## TASK DESCRIPTION
Reproduce word for word the material from the line containing "Outline woman's face below." up to and including the line containing "216, 88, 285, 170", leaving out any pictures.

## begin ENTRIES SHOWN

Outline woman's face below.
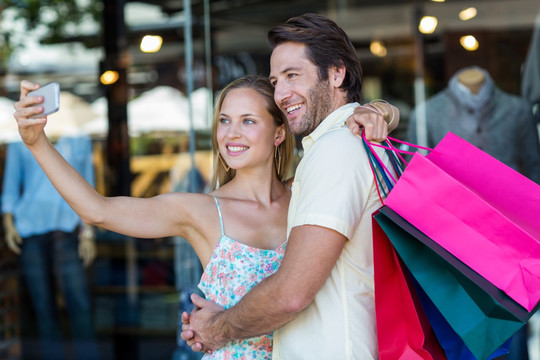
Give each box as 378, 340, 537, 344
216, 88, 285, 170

## end ENTRIES SHOWN
## begin ENTRIES SHOWN

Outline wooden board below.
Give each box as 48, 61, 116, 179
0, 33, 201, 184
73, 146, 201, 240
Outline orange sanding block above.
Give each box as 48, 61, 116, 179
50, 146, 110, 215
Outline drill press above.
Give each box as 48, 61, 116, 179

## end ENTRIES SHOWN

## ANSWER FOR THIS EXERCISE
Outline woman's face below.
Give each box as 378, 340, 537, 344
216, 88, 285, 170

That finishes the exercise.